いかん、ついいろいろ書いちまったい。みなさん忘れてくださいね。     (赤文字は、2009年2月22日追記)

 ノーマルの「FUJI15」はENYAの15と比較してやや非力であり、ライフも短かったので「使い捨てエンジン」の感がありました。でも、価格が安かったので結構使われていたみたい。
 私が保有している3台のFUJI15は、それぞれ変な仕様になっています。1台の使用ビスはヘッドビスがISO、フロントハウジングビスはJIS。もう1台はぜーんぶJIS。最後の1台はみーんなISOネジ!
 この件について巨匠は「なにかの間違いだよ!」とのたまわれました。分かりやすく言うと「フジの工場では、良くあることさ。」でしょうね。
 フジの純正マフラーって、09との共用なもんですから、それぞれの排気口のサイズに合わせたアダプターを使用します。15の排気口にはマフラー本体を傾けて取り付けるわけですが、この場合、取り付けネジの頭がマフラーに沿ってひねられてしまいます。貴重なJISネジですので、左写真のように斜めに座ぐりを行って,
ビスが真っ直ぐに締められる様にしておきました。

 設計者は西麻布の巨匠。設計と言っても元になったエンジンはENYAの15みたいです。「ENYAのクランクシャフトがφ9だから、FUJIはφ9.5にしよう」とか「ENYAのヘッドボルトはM3だから、FUJIはM2.6にしよう」など、様々改良していたそうな。鋳造も小田原の工場で行って、良質な製品が仕上がったのですが、その後ヘッドボルトをM3にしたり、そのあおりでシリンダーヘッドを大きくしたりで、なんか不格好になりました。巨匠はいまだに怒っていますね。    

(2009年3月9日追記)

FUJI15−1型(タイプC)です!

◆ **一覧**:
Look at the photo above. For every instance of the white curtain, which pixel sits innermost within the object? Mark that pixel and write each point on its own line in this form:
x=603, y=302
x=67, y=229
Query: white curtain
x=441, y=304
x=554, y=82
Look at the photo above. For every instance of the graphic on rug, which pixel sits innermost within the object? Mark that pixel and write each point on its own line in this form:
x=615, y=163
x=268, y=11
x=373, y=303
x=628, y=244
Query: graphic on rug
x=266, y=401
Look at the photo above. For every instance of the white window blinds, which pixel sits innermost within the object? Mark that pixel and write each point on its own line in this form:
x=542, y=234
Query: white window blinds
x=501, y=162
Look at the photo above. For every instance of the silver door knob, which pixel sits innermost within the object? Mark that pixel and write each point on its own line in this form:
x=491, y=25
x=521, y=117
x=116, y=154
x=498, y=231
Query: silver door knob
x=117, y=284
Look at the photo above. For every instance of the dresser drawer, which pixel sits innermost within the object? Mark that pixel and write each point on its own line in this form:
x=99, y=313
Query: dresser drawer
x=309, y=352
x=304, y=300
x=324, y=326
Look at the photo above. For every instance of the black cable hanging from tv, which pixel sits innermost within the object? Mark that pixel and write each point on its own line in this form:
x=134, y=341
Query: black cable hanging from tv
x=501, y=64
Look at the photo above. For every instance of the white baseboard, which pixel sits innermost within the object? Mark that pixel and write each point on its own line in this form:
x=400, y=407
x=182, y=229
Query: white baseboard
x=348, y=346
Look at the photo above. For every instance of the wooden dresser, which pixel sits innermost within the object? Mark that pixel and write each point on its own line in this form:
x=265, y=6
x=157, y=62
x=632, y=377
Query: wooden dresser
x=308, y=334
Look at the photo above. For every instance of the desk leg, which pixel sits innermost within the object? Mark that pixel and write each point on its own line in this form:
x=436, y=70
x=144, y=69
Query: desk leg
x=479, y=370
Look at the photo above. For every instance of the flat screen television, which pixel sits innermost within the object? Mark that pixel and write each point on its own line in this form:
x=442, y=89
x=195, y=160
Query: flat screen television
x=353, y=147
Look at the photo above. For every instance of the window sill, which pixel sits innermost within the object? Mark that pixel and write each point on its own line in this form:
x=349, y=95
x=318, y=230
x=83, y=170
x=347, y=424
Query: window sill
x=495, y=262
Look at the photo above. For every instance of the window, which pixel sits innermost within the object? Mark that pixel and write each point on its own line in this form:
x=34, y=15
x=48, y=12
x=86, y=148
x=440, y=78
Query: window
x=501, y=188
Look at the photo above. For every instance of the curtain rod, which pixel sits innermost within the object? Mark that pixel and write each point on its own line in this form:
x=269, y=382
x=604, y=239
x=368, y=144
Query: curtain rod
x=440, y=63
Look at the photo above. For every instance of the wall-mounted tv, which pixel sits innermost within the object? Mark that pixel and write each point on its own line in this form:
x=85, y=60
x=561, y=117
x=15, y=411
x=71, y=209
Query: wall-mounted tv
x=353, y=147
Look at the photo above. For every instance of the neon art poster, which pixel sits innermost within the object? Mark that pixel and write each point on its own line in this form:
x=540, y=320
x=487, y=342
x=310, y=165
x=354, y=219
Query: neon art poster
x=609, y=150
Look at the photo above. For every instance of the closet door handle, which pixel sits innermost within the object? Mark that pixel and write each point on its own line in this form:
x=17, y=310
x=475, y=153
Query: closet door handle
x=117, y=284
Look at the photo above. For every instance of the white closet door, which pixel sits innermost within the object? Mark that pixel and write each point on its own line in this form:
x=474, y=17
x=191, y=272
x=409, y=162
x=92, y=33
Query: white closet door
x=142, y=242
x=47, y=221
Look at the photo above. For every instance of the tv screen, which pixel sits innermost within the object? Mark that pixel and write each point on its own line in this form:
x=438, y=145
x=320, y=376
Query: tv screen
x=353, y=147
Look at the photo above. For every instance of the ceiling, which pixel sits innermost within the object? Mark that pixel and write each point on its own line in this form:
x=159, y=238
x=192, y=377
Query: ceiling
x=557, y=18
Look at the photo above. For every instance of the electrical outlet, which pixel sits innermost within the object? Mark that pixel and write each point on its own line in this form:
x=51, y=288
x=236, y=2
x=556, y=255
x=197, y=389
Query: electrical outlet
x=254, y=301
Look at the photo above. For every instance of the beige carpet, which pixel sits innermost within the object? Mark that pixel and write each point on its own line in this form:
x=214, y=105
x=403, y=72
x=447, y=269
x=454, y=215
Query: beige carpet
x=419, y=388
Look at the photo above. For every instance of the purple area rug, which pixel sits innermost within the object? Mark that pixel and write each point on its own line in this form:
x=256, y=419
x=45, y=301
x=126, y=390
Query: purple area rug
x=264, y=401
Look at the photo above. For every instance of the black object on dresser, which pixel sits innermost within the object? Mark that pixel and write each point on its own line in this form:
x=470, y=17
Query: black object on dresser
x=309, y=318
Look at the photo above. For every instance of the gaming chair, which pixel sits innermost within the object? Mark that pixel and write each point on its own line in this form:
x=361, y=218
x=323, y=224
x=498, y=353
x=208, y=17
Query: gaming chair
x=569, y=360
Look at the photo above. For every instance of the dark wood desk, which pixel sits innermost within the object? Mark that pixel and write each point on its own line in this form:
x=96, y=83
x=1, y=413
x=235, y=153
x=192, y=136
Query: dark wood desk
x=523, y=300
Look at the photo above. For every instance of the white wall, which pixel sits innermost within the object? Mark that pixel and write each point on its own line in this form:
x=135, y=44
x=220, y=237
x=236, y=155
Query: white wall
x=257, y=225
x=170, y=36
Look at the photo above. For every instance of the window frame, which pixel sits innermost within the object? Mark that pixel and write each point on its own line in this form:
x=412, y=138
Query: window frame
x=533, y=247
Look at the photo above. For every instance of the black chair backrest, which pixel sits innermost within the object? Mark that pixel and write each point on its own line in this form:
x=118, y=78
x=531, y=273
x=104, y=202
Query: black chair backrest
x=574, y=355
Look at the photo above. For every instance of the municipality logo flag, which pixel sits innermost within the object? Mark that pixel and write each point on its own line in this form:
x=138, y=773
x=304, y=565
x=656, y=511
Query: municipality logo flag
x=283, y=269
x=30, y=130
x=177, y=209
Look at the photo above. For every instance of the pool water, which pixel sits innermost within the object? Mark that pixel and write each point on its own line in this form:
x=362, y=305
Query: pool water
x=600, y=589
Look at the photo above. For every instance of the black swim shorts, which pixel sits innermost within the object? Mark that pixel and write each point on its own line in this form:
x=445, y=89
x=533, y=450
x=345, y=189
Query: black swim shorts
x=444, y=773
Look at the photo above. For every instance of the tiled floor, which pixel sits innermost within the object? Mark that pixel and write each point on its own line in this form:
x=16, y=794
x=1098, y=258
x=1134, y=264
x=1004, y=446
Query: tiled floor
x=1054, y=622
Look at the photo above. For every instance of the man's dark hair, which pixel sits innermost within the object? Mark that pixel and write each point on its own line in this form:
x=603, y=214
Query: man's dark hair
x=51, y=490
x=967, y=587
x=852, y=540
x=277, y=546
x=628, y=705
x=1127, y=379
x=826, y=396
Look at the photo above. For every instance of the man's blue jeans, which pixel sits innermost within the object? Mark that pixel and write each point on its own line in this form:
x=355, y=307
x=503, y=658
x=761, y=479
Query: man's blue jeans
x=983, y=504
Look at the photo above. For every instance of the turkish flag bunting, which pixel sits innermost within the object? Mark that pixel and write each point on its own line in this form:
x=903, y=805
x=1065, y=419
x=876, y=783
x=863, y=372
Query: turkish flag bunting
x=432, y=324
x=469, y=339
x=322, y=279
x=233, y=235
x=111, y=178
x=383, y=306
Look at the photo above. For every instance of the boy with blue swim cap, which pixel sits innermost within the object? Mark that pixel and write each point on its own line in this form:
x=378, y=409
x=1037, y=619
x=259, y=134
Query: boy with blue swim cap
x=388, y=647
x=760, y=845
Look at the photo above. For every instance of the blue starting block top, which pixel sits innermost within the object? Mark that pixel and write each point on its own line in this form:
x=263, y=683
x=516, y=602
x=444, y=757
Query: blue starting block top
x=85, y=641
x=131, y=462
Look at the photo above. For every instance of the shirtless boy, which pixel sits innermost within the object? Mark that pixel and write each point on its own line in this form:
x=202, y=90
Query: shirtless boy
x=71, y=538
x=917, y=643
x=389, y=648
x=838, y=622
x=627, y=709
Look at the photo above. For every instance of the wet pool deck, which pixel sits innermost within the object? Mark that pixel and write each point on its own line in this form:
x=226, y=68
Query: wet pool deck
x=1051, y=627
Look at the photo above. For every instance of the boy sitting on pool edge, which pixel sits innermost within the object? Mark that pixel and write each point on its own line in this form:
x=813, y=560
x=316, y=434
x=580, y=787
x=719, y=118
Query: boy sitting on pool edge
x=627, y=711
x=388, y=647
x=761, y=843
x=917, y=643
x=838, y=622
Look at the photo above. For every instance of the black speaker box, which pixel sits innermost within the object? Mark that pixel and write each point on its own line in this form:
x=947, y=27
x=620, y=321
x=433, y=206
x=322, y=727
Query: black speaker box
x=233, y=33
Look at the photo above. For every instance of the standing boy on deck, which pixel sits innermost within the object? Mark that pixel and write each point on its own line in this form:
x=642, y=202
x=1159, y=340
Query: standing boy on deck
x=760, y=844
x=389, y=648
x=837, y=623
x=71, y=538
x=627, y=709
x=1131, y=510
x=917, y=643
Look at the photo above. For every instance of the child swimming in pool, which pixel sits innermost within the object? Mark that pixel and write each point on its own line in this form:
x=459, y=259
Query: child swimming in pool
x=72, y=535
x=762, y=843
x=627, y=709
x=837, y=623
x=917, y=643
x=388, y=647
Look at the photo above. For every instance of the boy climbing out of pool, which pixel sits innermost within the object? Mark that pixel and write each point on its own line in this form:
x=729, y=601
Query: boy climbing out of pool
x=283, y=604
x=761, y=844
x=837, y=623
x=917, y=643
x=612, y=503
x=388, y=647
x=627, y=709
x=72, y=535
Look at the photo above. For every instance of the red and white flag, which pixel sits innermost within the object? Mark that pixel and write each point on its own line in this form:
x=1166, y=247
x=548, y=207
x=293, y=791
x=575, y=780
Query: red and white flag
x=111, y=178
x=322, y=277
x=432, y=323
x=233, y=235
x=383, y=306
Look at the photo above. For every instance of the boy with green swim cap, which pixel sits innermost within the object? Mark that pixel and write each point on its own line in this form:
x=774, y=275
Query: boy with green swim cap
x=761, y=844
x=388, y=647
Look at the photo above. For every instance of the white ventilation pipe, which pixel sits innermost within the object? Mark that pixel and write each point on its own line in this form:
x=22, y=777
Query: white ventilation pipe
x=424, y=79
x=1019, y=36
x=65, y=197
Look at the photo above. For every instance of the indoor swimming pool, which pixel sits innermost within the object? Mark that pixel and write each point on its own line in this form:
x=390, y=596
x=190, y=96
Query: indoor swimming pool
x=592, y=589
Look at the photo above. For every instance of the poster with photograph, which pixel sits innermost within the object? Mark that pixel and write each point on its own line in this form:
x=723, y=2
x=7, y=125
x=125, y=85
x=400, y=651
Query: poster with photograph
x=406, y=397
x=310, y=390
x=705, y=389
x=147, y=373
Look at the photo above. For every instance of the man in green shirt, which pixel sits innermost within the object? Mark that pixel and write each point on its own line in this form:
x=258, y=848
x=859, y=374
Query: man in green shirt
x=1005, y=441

◆ **課題**:
a: FUJI15エンジンについての読解文によると、筆者が保有しているFUJI15は何台ですか。
b: FUJI15エンジンについての読解文を、最後の一文に続けて書き進めてください。

◆ **各課題の解答**:
a: 3台です。

b:
 まあ、この様なエンジンを集めだしたら、もうコレクターですね。私はこの呼ばれ方が嫌いなんですが。(入手は全くの偶然なんです。)


 両排気のFUJI15ですが、当然私は使用しているところを見たこともありません。

 見た目はKOやFOXの15のように小柄というか、華奢な印象を受けます。099ジュニアの中期までのモデル同様、ヘッドだけは圧入になっており、場合によってはヘッドがゆるみ、何かの拍子にフィンが斜めになることも予想されます。

 ネットオークションに出てくるフジエンジンで、そういう「斜めヘッドエンジン」がたまにありますね。腕ずくで回し直せば良いのですが、知らないのかなあ。

 箱はうわさの「グリーンボックス」です。造りが凝っている割には、印刷は薄い紙に行われており、それを箱に張り付けるという手法のようです。

 中箱・・・と言うか下の枠には台紙みたいな厚紙が、やや輪郭を逸脱して張り付いていて、深さの異なる外箱を受けるようになっています。したがって、展示の時に用いられる「ひっくり返した外箱の中に、中箱を傾けて入れる」ことはできません。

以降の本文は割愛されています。